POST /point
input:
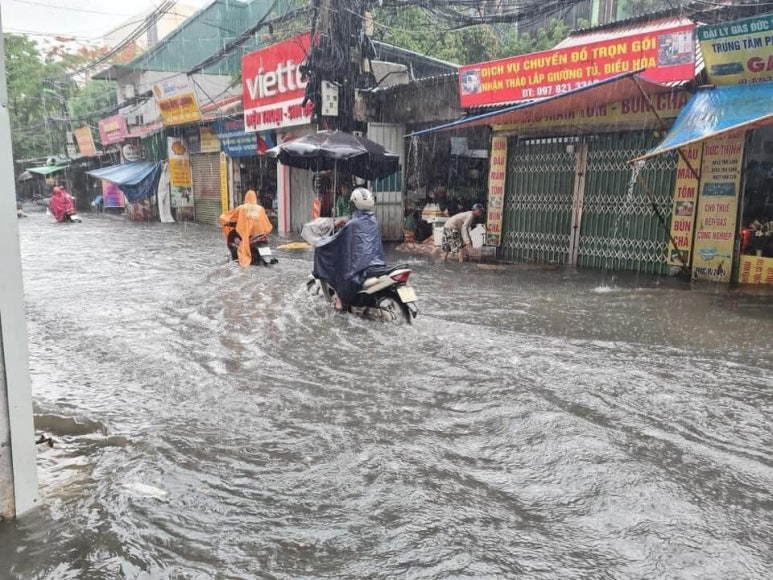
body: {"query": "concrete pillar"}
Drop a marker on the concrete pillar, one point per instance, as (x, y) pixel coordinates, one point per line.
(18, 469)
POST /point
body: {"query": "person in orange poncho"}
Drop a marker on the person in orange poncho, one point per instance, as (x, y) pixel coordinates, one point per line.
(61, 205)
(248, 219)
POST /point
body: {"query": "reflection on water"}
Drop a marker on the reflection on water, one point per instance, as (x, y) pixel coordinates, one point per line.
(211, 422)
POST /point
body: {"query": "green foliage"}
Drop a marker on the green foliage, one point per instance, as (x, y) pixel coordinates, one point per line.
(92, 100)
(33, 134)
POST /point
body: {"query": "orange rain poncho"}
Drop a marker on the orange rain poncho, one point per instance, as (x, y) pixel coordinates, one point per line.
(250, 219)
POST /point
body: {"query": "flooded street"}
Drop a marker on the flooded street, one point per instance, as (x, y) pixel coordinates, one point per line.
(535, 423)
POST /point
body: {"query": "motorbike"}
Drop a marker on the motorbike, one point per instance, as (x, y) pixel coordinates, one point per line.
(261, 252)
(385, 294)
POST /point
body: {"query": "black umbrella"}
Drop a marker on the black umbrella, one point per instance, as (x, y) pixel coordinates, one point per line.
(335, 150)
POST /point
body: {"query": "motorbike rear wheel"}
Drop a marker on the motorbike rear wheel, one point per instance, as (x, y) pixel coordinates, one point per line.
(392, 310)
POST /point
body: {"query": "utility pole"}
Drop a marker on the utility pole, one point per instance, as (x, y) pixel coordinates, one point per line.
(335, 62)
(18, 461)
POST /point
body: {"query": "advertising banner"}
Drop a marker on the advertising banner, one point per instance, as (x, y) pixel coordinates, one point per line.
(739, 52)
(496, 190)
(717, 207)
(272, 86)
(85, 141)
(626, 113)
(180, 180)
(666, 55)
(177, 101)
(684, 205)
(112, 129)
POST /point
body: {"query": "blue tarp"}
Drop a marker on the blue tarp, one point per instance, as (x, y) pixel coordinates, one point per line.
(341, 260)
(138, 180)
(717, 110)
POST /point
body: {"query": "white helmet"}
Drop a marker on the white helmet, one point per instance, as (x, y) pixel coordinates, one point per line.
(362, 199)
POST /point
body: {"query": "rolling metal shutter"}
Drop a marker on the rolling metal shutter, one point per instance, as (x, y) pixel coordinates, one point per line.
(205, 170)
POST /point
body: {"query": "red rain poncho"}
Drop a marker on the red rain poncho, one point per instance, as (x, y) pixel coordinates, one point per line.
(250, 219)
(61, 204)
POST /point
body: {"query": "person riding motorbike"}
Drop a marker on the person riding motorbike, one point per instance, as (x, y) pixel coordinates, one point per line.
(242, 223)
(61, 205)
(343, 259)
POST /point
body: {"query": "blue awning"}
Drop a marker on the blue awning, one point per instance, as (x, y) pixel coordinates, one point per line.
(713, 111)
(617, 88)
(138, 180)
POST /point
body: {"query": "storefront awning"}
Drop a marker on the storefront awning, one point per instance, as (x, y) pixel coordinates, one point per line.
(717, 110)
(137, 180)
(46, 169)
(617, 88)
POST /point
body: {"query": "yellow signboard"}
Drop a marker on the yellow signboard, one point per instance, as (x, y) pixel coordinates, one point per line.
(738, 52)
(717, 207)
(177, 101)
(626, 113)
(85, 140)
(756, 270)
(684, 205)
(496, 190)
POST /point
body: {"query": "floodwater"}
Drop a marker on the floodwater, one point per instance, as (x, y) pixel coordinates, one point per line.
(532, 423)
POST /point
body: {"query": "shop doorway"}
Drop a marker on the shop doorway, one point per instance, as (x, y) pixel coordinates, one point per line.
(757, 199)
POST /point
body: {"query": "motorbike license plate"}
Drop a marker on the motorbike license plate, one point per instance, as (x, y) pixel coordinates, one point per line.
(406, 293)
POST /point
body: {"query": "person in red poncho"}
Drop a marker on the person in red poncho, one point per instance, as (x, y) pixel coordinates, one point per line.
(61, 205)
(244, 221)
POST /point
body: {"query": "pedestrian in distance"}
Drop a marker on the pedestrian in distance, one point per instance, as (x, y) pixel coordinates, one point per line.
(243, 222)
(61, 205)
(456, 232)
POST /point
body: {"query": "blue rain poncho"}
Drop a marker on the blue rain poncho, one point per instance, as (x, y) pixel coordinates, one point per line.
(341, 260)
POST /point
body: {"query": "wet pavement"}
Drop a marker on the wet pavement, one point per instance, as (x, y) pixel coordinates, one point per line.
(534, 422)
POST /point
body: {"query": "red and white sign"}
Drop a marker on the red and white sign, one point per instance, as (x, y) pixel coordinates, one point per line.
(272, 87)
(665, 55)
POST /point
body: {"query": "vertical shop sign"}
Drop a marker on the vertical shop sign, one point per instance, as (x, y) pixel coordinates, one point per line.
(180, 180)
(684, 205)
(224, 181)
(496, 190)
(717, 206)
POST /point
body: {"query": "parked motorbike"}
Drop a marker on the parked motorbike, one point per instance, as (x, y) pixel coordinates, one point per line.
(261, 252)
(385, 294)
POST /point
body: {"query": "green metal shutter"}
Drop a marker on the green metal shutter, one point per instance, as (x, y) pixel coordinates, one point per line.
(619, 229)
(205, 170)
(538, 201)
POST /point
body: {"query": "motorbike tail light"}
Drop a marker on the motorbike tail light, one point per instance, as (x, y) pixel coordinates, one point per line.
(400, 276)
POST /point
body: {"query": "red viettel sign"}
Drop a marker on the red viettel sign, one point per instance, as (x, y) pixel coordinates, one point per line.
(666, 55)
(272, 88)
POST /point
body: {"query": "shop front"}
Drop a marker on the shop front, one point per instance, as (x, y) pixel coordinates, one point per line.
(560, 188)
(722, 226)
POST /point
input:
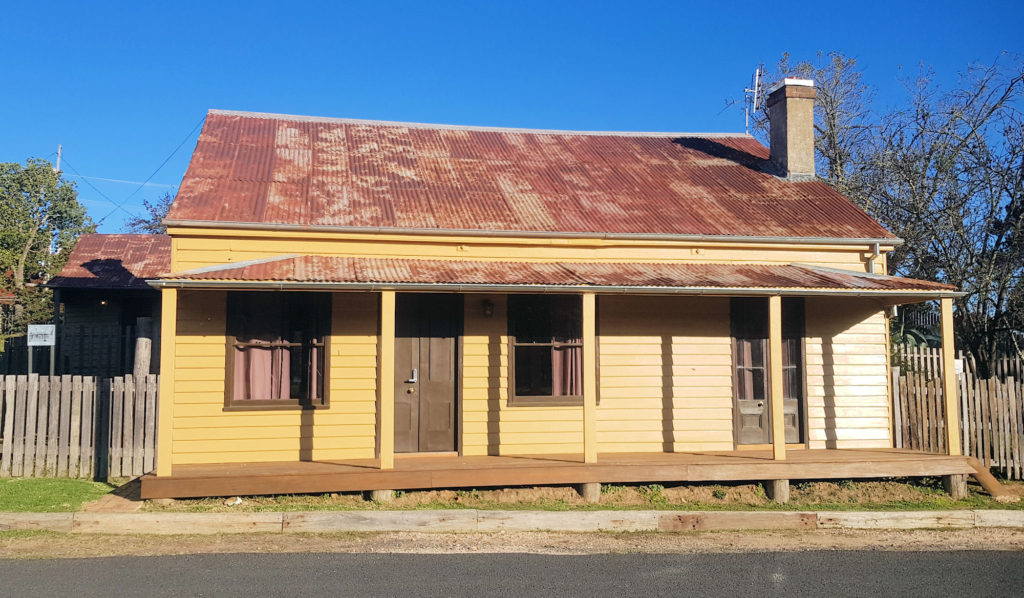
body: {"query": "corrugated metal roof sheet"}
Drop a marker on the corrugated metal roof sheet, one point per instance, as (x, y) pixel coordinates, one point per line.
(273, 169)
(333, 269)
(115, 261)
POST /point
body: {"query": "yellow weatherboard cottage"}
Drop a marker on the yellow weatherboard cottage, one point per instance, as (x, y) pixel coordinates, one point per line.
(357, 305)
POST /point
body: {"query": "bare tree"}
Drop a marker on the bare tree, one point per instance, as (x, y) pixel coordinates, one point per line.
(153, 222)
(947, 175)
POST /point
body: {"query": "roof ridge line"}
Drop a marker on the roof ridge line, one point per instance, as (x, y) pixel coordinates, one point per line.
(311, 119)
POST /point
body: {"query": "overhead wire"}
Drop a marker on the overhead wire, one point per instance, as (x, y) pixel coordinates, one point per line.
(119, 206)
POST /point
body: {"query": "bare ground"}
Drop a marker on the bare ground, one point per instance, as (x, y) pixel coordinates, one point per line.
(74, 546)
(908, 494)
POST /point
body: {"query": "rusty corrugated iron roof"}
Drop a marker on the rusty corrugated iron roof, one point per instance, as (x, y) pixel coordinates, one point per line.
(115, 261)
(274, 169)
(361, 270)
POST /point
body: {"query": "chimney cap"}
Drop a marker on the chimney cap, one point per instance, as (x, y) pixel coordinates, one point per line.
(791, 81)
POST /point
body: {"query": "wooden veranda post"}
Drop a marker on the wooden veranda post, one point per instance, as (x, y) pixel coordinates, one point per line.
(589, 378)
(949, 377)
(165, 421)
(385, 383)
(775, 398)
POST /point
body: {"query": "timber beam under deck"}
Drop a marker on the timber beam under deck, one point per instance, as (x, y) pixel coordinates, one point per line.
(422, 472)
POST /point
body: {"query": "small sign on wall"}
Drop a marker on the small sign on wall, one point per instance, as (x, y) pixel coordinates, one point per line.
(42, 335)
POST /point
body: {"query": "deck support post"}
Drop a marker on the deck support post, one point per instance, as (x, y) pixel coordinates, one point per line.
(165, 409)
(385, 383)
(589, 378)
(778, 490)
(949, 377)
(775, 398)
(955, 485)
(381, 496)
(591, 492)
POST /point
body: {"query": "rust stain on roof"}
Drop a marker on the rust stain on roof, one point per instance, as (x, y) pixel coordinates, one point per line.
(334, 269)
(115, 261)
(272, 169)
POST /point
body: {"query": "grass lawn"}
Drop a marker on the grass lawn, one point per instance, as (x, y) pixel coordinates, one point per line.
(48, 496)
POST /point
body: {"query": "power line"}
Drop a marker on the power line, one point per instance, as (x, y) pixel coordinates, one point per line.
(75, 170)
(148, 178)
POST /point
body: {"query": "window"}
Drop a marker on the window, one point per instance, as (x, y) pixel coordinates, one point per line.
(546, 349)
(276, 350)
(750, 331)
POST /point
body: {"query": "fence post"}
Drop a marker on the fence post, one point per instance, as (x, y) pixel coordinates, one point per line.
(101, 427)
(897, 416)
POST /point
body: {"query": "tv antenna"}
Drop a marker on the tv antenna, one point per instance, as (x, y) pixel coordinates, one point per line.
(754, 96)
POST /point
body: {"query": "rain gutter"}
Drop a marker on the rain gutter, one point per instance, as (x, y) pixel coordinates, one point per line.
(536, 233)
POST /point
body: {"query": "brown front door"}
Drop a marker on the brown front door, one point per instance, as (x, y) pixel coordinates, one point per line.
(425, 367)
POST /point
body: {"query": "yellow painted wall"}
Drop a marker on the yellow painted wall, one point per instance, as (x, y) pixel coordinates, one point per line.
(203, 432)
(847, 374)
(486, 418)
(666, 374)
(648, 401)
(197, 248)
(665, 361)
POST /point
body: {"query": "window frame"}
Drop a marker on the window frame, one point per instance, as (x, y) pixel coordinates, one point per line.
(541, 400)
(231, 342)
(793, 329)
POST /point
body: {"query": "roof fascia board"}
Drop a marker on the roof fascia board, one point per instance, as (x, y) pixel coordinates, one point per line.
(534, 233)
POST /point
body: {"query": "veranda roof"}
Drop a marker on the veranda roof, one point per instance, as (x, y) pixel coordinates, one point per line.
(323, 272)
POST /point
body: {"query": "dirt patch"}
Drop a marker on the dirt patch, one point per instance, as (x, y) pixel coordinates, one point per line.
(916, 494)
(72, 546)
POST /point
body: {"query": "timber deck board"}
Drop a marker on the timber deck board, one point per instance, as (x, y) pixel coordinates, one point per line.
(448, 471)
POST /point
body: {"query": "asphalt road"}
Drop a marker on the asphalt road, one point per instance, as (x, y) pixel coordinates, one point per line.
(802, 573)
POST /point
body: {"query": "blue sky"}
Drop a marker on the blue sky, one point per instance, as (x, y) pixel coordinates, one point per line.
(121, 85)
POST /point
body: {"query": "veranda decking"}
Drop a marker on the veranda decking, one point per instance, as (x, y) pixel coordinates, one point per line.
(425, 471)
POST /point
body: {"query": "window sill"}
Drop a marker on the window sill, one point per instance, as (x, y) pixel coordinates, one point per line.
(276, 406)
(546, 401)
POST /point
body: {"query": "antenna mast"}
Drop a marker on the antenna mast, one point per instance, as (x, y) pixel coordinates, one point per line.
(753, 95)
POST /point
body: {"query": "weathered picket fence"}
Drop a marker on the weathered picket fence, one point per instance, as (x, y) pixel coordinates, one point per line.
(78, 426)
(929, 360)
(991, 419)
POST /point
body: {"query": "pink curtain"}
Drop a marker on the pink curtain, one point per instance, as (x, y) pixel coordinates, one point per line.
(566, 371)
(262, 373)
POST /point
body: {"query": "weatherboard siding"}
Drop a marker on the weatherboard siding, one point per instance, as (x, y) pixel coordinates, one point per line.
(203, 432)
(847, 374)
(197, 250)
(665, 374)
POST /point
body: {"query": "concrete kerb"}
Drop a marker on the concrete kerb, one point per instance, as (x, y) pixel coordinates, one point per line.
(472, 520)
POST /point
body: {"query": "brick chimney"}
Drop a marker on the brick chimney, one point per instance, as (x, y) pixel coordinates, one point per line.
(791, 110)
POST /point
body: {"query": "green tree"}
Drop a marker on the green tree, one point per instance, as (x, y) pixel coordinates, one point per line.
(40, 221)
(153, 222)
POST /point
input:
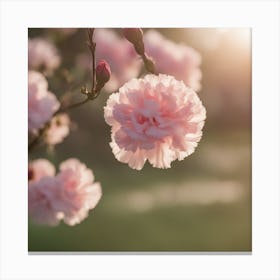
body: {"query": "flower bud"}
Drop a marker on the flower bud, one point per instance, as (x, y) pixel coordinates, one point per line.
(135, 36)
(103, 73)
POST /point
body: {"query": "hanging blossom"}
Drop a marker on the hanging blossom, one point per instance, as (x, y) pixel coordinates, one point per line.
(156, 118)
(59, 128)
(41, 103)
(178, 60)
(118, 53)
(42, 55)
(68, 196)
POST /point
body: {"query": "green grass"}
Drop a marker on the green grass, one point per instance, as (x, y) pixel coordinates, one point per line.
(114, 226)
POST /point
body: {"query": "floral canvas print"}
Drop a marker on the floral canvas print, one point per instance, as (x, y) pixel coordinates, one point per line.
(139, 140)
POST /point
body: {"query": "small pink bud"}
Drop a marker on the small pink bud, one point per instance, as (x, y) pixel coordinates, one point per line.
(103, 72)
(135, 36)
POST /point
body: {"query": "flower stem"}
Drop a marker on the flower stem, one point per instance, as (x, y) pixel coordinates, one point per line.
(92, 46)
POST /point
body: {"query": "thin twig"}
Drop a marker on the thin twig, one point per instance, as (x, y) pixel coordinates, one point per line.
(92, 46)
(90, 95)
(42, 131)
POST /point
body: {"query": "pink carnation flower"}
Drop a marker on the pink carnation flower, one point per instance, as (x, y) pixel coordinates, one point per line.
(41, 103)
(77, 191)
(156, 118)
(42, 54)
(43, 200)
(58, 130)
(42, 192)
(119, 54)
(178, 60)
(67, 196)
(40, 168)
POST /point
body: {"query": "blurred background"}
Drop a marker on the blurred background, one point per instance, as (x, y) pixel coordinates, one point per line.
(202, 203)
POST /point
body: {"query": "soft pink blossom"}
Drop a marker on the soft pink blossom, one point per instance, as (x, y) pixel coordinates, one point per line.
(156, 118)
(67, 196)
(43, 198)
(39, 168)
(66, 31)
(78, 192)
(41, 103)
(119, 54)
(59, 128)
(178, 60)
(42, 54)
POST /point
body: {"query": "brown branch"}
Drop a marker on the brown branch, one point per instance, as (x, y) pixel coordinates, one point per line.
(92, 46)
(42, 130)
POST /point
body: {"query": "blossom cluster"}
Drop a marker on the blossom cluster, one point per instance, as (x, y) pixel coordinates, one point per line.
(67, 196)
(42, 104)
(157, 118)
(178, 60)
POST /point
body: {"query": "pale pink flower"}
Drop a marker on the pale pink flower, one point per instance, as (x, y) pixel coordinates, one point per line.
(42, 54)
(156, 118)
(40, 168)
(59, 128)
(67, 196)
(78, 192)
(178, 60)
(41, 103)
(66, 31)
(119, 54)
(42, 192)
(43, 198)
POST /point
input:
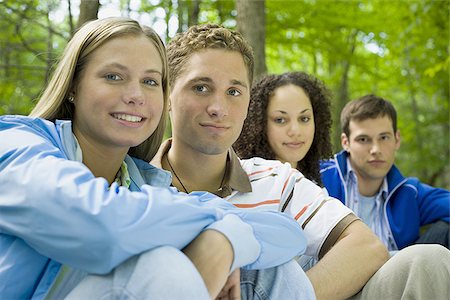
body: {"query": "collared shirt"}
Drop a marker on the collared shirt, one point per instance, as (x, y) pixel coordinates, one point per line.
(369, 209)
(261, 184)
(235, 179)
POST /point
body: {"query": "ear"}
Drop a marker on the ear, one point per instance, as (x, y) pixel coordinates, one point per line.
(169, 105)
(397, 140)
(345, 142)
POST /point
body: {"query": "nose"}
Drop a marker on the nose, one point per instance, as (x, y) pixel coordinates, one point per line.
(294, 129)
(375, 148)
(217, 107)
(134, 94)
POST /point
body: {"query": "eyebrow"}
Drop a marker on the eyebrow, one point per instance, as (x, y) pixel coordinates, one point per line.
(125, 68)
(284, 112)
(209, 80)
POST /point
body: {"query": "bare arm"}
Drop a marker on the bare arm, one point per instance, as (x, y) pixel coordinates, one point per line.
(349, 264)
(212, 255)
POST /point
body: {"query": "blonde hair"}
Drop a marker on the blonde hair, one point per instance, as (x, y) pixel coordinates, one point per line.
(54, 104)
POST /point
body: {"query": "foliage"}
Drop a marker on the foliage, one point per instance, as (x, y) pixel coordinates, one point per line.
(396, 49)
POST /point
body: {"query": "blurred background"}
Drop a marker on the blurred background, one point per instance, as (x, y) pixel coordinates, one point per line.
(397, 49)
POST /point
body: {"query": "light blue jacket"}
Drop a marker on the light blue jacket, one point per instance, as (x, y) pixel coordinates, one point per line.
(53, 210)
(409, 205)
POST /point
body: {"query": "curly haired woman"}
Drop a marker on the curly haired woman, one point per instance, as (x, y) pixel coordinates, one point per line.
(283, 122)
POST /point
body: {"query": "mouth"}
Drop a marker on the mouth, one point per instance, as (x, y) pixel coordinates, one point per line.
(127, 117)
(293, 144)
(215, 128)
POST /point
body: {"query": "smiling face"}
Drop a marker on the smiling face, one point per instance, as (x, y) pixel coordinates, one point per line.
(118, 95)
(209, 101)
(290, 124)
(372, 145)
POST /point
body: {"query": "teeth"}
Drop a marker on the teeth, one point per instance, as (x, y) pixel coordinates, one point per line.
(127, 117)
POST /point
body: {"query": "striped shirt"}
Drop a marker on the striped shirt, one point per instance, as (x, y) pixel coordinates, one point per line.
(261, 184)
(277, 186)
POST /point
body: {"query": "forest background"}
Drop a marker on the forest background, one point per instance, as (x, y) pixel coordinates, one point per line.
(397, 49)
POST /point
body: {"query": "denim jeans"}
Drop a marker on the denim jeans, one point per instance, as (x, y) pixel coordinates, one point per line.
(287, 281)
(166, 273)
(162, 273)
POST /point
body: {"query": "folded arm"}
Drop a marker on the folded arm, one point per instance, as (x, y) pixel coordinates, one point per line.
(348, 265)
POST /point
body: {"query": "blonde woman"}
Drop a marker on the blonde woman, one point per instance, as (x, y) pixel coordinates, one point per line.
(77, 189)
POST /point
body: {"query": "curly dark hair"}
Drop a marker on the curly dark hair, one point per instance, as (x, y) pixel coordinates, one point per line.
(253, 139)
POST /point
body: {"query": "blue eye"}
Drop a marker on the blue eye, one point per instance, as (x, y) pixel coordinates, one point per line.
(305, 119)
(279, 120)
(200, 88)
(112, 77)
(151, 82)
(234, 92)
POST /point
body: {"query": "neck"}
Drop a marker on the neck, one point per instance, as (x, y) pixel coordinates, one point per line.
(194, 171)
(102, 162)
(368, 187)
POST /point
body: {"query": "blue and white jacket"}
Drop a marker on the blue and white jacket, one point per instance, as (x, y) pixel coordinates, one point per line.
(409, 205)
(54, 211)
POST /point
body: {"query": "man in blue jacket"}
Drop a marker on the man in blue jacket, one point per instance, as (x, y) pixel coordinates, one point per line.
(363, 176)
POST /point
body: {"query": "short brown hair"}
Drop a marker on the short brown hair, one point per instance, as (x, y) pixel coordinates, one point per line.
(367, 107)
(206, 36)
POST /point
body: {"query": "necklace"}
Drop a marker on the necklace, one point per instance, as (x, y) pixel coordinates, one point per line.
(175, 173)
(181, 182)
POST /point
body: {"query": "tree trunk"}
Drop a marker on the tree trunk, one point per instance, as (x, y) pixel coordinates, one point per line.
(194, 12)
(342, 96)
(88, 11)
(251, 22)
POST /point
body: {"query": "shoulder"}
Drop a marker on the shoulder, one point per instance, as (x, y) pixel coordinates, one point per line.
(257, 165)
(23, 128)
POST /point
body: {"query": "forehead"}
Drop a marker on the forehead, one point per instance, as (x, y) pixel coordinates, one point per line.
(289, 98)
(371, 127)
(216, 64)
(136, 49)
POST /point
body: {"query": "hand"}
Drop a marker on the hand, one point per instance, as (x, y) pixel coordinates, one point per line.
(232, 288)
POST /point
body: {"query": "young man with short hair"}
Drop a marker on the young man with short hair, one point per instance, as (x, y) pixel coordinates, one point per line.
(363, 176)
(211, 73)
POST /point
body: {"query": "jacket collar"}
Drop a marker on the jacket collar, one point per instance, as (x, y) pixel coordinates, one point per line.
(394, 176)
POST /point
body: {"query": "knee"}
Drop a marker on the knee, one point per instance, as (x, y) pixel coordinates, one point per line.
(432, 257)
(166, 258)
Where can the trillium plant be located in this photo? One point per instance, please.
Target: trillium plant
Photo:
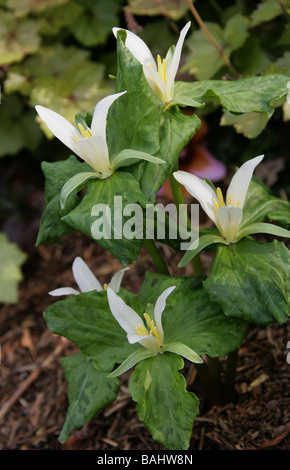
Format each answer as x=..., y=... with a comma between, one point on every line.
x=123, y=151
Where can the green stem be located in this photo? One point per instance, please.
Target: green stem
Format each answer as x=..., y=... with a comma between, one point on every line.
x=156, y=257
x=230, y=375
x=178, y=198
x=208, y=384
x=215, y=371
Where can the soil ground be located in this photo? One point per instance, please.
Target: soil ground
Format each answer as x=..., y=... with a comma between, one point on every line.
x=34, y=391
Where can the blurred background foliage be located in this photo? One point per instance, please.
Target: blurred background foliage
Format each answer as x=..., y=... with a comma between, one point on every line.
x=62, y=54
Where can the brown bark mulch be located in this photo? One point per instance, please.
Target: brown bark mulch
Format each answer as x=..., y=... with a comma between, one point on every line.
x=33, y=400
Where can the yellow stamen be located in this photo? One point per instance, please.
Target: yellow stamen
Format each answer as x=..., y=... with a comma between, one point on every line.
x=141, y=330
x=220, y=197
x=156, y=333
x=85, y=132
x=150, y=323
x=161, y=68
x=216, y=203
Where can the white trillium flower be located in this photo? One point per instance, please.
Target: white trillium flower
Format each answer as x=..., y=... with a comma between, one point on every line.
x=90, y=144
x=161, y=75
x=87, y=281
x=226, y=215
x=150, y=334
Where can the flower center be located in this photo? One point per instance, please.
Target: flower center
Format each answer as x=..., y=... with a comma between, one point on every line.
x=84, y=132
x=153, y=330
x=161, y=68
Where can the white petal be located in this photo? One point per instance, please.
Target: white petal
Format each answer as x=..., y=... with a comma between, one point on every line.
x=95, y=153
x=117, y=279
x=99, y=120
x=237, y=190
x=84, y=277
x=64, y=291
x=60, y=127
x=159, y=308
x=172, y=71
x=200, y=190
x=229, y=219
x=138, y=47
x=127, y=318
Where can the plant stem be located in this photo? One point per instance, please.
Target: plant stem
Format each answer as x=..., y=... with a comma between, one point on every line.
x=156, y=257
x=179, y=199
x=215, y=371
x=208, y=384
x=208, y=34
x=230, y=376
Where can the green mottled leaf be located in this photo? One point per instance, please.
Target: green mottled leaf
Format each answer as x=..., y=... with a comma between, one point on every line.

★ ★ ★ ★

Please show all lines from the entries that contain the word "bark".

--- ANSWER SPACE ---
Where can the brown bark mulch be located in this photo? One point per instance, please.
Target: brown bark mulch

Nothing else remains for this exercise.